**CONSIGNE**
Recopiez à l'identique le passage de l'extrait sur les chrétiens d'Orient qui s'ouvre sur les mots contenant « Face à un tel » et se termine par « ne croit pas. ».

**EXTRAIT DU TEXTE**
※
Face à un tel projet, les martyrs d’aujourd’hui disent clairement « Non ! ». Ceci n’est pas la voie pour le Moyen-Orient. Plus d’homogénéité ne signifie pas moins de conflits, parce qu’il y aura toujours quelqu’un de « plus fondamentaliste que moi », qui cherchera à me plier à son credo. Et ce n’est pas cela, la victoire à atteindre, même sur le plan temporel. La victoire authentique, en effet, c’est la Pâque, c’est le Christ Ressuscité qui accepte de porter sur lui le péché du monde et, par son obéissance, détruit le corps du péché (cf. Rm 6,6). Une victoire de portée universelle qui embrasse même celui qui ne croit pas.
Changer de pas
Mais l’épreuve si dure que traversent les communautés chrétiennes orientales met aussi impitoyablement en lumière l’abdication de l’Occident. Tandis que les États-Unis contribuaient activement à la déstabilisation de l’Irak, l’Europe, elle, a donné la preuve de toute son impuissance en Syrie. Trahissant sa mission historique de défendre la liberté et ce que l’on appelle les « valeurs européennes » qu’elle voudrait à présent opposer au terrorisme, l’Union a préféré regarder ailleurs. Prise par son propre narcissisme, et elle s’est réveillée uniquement lorsque les colonnes de réfugiés ont commencé à se presser sur ses frontières.
※
(Entrées d'annotation des contours)
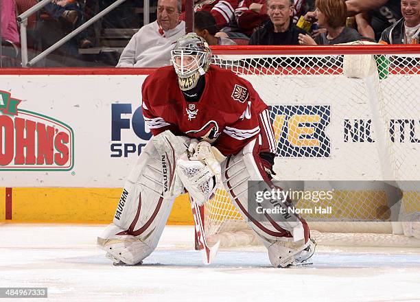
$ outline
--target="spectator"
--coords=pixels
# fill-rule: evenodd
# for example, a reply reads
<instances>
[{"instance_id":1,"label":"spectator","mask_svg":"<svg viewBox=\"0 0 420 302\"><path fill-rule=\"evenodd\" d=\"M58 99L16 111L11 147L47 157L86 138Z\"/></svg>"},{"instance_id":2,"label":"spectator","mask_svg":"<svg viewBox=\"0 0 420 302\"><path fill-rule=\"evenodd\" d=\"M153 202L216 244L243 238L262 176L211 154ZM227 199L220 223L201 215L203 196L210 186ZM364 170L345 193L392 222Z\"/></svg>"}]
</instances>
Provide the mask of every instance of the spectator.
<instances>
[{"instance_id":1,"label":"spectator","mask_svg":"<svg viewBox=\"0 0 420 302\"><path fill-rule=\"evenodd\" d=\"M292 22L293 0L267 0L270 20L253 34L250 45L286 45L299 44L299 34L305 34Z\"/></svg>"},{"instance_id":2,"label":"spectator","mask_svg":"<svg viewBox=\"0 0 420 302\"><path fill-rule=\"evenodd\" d=\"M209 45L236 45L236 43L227 38L216 38L218 32L215 20L209 12L194 13L194 32L203 38Z\"/></svg>"},{"instance_id":3,"label":"spectator","mask_svg":"<svg viewBox=\"0 0 420 302\"><path fill-rule=\"evenodd\" d=\"M326 30L315 37L299 34L299 43L304 45L346 43L360 40L360 34L353 28L346 27L347 11L345 0L316 0L313 16L318 20L318 26Z\"/></svg>"},{"instance_id":4,"label":"spectator","mask_svg":"<svg viewBox=\"0 0 420 302\"><path fill-rule=\"evenodd\" d=\"M293 23L300 16L304 0L294 0L293 4ZM270 17L268 15L266 0L243 0L235 10L235 19L237 26L243 32L250 36L254 30L265 23Z\"/></svg>"},{"instance_id":5,"label":"spectator","mask_svg":"<svg viewBox=\"0 0 420 302\"><path fill-rule=\"evenodd\" d=\"M386 29L381 41L388 44L419 44L420 38L420 1L401 0L403 17Z\"/></svg>"},{"instance_id":6,"label":"spectator","mask_svg":"<svg viewBox=\"0 0 420 302\"><path fill-rule=\"evenodd\" d=\"M239 0L194 0L194 12L209 12L216 21L218 30L221 30L234 19L233 12L238 3ZM185 20L185 13L181 14L180 20Z\"/></svg>"},{"instance_id":7,"label":"spectator","mask_svg":"<svg viewBox=\"0 0 420 302\"><path fill-rule=\"evenodd\" d=\"M159 67L170 64L171 50L185 34L179 21L180 0L159 0L157 20L144 25L131 38L117 67Z\"/></svg>"},{"instance_id":8,"label":"spectator","mask_svg":"<svg viewBox=\"0 0 420 302\"><path fill-rule=\"evenodd\" d=\"M16 23L16 4L14 0L1 0L0 12L1 12L1 28L0 28L2 56L7 56L12 60L18 57L19 47L19 34ZM0 57L0 62L4 58ZM9 66L17 64L8 64Z\"/></svg>"},{"instance_id":9,"label":"spectator","mask_svg":"<svg viewBox=\"0 0 420 302\"><path fill-rule=\"evenodd\" d=\"M347 0L346 1L347 16L365 13L371 30L367 27L365 29L369 32L373 31L375 38L378 40L381 37L381 34L386 28L395 23L402 17L400 3L401 0ZM361 29L359 20L357 21L359 32L362 36L370 37L369 32Z\"/></svg>"}]
</instances>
※
**RÉPONSE**
Face à un tel projet, les martyrs d’aujourd’hui disent clairement « Non ! ». Ceci n’est pas la voie pour le Moyen-Orient. Plus d’homogénéité ne signifie pas moins de conflits, parce qu’il y aura toujours quelqu’un de « plus fondamentaliste que moi », qui cherchera à me plier à son credo. Et ce n’est pas cela, la victoire à atteindre, même sur le plan temporel. La victoire authentique, en effet, c’est la Pâque, c’est le Christ Ressuscité qui accepte de porter sur lui le péché du monde et, par son obéissance, détruit le corps du péché (cf. Rm 6,6). Une victoire de portée universelle qui embrasse même celui qui ne croit pas.